**Provided records**

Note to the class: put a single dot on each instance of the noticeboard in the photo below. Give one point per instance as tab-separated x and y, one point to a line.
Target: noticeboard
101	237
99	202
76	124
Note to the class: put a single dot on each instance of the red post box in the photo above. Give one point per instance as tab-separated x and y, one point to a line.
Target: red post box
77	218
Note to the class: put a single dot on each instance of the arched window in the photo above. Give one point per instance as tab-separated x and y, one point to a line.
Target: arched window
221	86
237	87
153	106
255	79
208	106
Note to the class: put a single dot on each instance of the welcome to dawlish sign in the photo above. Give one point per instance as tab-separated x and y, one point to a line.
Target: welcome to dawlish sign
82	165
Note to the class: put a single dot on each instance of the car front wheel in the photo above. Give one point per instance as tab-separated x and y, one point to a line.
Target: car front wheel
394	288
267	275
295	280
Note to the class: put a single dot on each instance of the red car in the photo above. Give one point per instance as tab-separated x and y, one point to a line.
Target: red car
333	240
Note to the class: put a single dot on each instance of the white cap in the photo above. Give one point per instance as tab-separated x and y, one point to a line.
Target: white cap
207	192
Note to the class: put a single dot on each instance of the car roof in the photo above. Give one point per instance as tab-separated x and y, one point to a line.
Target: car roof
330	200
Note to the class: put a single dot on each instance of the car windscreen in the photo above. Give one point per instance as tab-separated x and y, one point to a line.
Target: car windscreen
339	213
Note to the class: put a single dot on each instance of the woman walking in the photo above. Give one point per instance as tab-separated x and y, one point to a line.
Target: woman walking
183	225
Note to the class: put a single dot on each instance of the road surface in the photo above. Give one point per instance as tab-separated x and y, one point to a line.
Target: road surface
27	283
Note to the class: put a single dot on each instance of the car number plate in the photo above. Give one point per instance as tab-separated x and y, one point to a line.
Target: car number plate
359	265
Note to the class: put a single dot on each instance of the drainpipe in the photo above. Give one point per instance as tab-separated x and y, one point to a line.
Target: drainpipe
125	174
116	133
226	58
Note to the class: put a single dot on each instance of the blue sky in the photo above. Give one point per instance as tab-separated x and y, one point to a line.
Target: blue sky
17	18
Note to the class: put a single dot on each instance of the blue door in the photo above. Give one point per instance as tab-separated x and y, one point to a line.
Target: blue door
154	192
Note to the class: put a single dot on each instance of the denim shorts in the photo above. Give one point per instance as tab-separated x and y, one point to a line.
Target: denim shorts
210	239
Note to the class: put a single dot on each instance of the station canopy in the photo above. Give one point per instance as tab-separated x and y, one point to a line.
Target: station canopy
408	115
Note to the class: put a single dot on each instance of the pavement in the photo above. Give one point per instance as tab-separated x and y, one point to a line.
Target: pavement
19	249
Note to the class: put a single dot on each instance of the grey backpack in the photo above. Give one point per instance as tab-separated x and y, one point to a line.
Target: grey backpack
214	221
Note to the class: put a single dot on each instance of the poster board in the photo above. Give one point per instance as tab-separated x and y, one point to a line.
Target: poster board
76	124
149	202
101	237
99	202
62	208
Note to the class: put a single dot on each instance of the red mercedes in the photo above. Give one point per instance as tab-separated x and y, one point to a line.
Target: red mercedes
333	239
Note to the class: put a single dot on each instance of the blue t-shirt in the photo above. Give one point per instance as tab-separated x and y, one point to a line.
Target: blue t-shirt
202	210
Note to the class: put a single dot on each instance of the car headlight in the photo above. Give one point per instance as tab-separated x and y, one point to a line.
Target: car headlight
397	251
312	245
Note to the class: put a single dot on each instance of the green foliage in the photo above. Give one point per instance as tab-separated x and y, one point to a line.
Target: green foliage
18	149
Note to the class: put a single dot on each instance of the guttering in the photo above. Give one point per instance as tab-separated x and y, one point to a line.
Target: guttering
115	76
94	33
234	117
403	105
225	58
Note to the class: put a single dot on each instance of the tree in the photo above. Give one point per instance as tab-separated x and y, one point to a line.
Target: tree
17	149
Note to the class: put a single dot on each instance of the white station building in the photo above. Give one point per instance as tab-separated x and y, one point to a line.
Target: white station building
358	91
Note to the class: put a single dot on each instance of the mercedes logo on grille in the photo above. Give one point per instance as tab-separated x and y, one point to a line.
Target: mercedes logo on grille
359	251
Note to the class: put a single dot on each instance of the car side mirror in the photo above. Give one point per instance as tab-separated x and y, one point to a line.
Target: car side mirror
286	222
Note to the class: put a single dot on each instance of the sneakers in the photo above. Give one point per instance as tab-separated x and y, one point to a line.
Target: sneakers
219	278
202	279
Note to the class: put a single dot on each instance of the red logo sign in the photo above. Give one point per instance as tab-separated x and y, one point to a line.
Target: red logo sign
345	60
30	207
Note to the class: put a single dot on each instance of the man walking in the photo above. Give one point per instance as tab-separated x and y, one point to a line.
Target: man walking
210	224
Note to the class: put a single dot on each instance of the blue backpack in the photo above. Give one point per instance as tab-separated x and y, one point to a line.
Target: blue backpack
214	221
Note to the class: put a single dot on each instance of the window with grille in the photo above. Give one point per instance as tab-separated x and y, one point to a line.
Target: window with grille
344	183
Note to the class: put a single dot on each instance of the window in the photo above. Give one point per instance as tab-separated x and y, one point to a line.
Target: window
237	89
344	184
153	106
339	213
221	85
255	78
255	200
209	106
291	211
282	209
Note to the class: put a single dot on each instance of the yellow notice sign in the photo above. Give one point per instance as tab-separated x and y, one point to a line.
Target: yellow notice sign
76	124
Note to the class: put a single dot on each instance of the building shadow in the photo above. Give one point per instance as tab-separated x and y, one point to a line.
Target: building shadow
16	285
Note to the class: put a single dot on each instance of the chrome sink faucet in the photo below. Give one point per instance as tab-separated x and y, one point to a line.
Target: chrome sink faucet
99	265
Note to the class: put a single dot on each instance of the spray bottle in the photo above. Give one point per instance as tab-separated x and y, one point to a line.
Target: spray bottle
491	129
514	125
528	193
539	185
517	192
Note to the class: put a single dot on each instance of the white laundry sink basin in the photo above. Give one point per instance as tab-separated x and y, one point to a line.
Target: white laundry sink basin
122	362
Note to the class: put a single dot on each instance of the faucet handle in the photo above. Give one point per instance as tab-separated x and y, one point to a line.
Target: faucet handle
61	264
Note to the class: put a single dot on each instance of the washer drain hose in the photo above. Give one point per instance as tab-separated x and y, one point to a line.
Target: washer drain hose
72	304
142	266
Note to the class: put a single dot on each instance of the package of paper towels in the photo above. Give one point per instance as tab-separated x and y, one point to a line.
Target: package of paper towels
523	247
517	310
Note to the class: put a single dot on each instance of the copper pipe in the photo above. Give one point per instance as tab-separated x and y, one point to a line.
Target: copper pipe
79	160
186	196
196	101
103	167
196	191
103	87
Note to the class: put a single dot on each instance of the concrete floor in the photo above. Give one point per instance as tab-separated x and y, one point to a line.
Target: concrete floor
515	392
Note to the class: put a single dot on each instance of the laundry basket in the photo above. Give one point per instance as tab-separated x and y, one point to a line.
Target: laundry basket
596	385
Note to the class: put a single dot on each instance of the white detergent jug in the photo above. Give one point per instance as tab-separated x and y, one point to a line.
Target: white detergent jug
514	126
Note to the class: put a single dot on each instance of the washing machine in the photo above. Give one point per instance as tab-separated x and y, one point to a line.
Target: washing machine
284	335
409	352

**Goal**
Reproduce all of the entries word for word.

**Result**
Note to the class: put a single dot on each instance of the noticeboard in the photo below. Give one point per instance as tab-separated x and y, one point to a line.
Target: noticeboard
101	237
99	202
76	124
Note to the class: put a single dot on each instance of the red post box in the photo above. Give one point per instance as tab-separated x and y, one point to a line.
Target: red post box
77	218
Note to the class: put a single dot on each instance of the arched window in the photo above. Give one point per instance as tab-separated x and y, one point to a line.
Target: arched window
221	86
237	87
153	106
255	79
208	106
Note to the class: put a single dot on each instance of the welcome to dawlish sign in the photo above. Give one point per instance as tab-separated x and y, one point to a line.
Target: welcome to dawlish sign
82	165
Note to the class: put a single dot on each instance of the car front wheel in the photo above. Give one point per instance as tab-separated x and y, one point to a line.
Target: car front wheel
394	288
267	275
295	280
Note to the class: put a single dot on each instance of the red car in the photo above. Give one point per instance as tab-separated x and y, one point to a line.
Target: red car
333	240
Note to the class: put a single dot on each instance of the white cap in the photo above. Give one point per instance as tab-separated x and y, one point to a line.
Target: white cap
207	192
Note to the class: put a single dot on each instance of the car roof in the photo above. Give one point per instance as tab-separated x and y, one point to a line.
Target: car roof
330	200
Note to the class: put a single dot on each instance of the car windscreen in the photo above. Give one point per instance as tab-separated x and y, one point to a line.
Target: car windscreen
339	213
Note to the class: put a single dot on each instance of the woman walking in the photo above. Give one point per instance as tab-separated x and y, one point to a line.
Target: woman walking
183	225
Note to the class: put a single dot on each instance of the road surface in the photo above. Give one point per instance as tab-separated x and y, one point to a line.
Target: road surface
27	283
Note to the class: put a single dot on each instance of the car number plate in the photo above. Give one point per instance as tab-separated x and y, one point to a line.
Target: car number plate
359	265
Note to the class: put a single dot on each instance of the drainpipe in the photo above. Give one point per instance as tab-separated x and y, one point to a line.
Target: drainpipe
125	174
116	133
226	58
Note to the class: put a single dot on each instance of the blue sky in the photo above. Give one point per instance as tab-separated x and y, one point to a line.
Target: blue sky
17	18
Note to the class: put a single dot on each instance of the blue door in the photo above. Give one point per instance as tab-separated x and y, one point to a line.
Target: blue door
154	192
Note to the class: put a single dot on each instance of the denim shorts in the photo above. Give one point per instance as tab-separated x and y, one point to a line.
Target: denim shorts
210	239
Note to the class: put a single dot on each instance of the station canopy in the photo above. Give one point per instance as tab-separated x and y, one point to a line.
Target: station canopy
408	115
Note to the class: put a single dot on each instance of the pavement in the photo above. Give one point per instance as tab-separated x and y, one point to a line.
Target: pavement
19	249
Note to the class: put a single dot on each instance of the grey backpack in the photo above. Give one point per instance as tab-separated x and y, one point to a line.
Target: grey backpack
214	221
Note to the class: put a single dot on each instance of the poster board in the photo above. Give one point per instance as tab-separated x and y, one point to a line.
Target: poster board
76	124
149	202
101	237
99	202
62	208
Note to the class: put a single dot on each instance of the red mercedes in the photo above. Give one point per instance as tab-separated x and y, one point to a line.
Target: red mercedes
333	239
Note to the class: put a single dot on each instance of the blue t-shirt in the photo above. Give one point per instance as tab-separated x and y, one point to a line.
Target: blue t-shirt
202	210
Note to the class: put a single dot on each instance of the car headlight in the photo above. Give one point per instance as tab-separated x and y, one point to a line.
Target: car headlight
397	251
312	245
Note to the class: put a single dot on each instance of the green foliage in the photo above. Give one point per instance as tab-separated x and y, one point to a line.
Target: green foliage
18	149
Note to the class: put a single dot on each instance of the guttering in the photo above. Give one point per instance as tab-separated x and y, one point to a line.
Target: guttering
115	76
94	33
234	117
403	105
225	58
Note to the class: put a single dot on each instance of the tree in the photo above. Give one point per instance as tab-separated x and y, one point to a line.
Target: tree
17	149
Note to the class: put a single dot on each instance of the white station building in the photo above. Give one point per instance as tab-separated x and y, one point to a line.
Target: white station building
358	91
Note to the class: put a single dot on each instance of the mercedes logo on grille in the photo above. Give one point per instance as tab-separated x and y, one point to a line.
Target: mercedes logo on grille
359	251
Note to the class: put a single dot on each instance of the car side mirror in the photo above. Give one point per instance as tab-separated x and y, one point to a line.
Target: car side mirror
286	222
Note to the class: put a single dot on each instance of the sneakers in the photo above. Give one point per instance as tab-separated x and y, one point to a line.
Target: sneakers
219	278
202	279
Note to the class: put a single dot on each instance of the red logo sign in the photo above. Give one point per instance as tab-separated x and y, one point to a line.
Target: red logo sign
345	60
30	207
Note to the class: put a single dot on each instance of the man walking in the photo above. Give one point per instance as tab-separated x and y, one point to a line.
Target: man walking
210	224
Note to the class: put a single dot on each instance of the blue backpack in the photo above. Give one point per instance as tab-separated x and y, one point to a line.
Target: blue backpack
214	221
Note to the class: put a single dot on each instance of the window with grille in the photo above. Give one point per instance as tab-separated x and y, one point to a line.
Target: window with grille
344	183
Note to the class: put a single dot on each instance of the window in the photo above. Give one point per instance as tab-separated x and y, one point to a line.
Target: window
237	89
344	184
153	106
339	213
221	85
255	78
255	200
209	106
291	211
282	209
Note to the class: put a single dot on each instance of the yellow notice sign in the photo above. Give one point per instance as tab-separated x and y, one point to a line.
Target: yellow notice sign
76	124
Note to the class: put a single dot on each instance of the building shadow in the photo above. Give one point per instance as tab-separated x and y, one point to a line.
Target: building shadow
16	285
Note to the class: put a single dot on each instance of the chrome sink faucet in the photo below. Give one point per instance as tab-separated x and y, one point to a line.
Target: chrome sink faucet
99	265
Note to the class: put a single dot on each instance of the spray bottle in the photo above. Give one point per instance as tab-separated x and y, one point to a line.
Target: spray bottle
491	129
514	125
528	193
539	185
517	192
Note to the class: put a single dot on each instance of the white laundry sink basin in the photo above. Give one point per instance as tab-separated x and y, one point to a line.
Target: white laundry sink basin
122	362
Note to the class: put a single dot on each instance of the faucet handle in the photo above. Give one point per instance as tab-separated x and y, one point to a line.
Target: faucet handle
61	264
Note to the class: put a single dot on each instance of the washer drain hose in the photo above. Give one point per instance as tab-separated x and y, one point to a line.
Target: washer drain hose
72	304
142	266
Note to the class: put a single dot on each instance of the package of paper towels in the photo above. Give one point per instance as tab-separated x and y, one point to a line.
Target: package of paper towels
523	247
517	310
Note to the class: put a single dot on each instance of the copper pipe in the photo above. Give one point per instance as tab-separated x and y, one point to a line.
Target: copper pipe
79	160
186	196
196	101
103	167
196	191
103	87
Note to the class: put a single dot on each instance of the concrete floor in the photo above. Give one point per instance as tab-separated x and y, one point to a line.
Target: concrete floor
515	392
Note to the class: put a single dot on each instance of the laundry basket in the photo above. Give one point per instance as tab-separated x and y, one point to a line.
Target: laundry basket
596	385
Note to the class: put a single dot on each instance of the white detergent jug in the photo above. Give one point per instance as tab-separated x and y, one point to a line.
Target: white detergent jug
514	126
Note to the class: put a single dot on each instance of the washing machine in the photo above. Give one point per instance as tab-separated x and y, one point to a line.
Target: washing machine
284	335
409	352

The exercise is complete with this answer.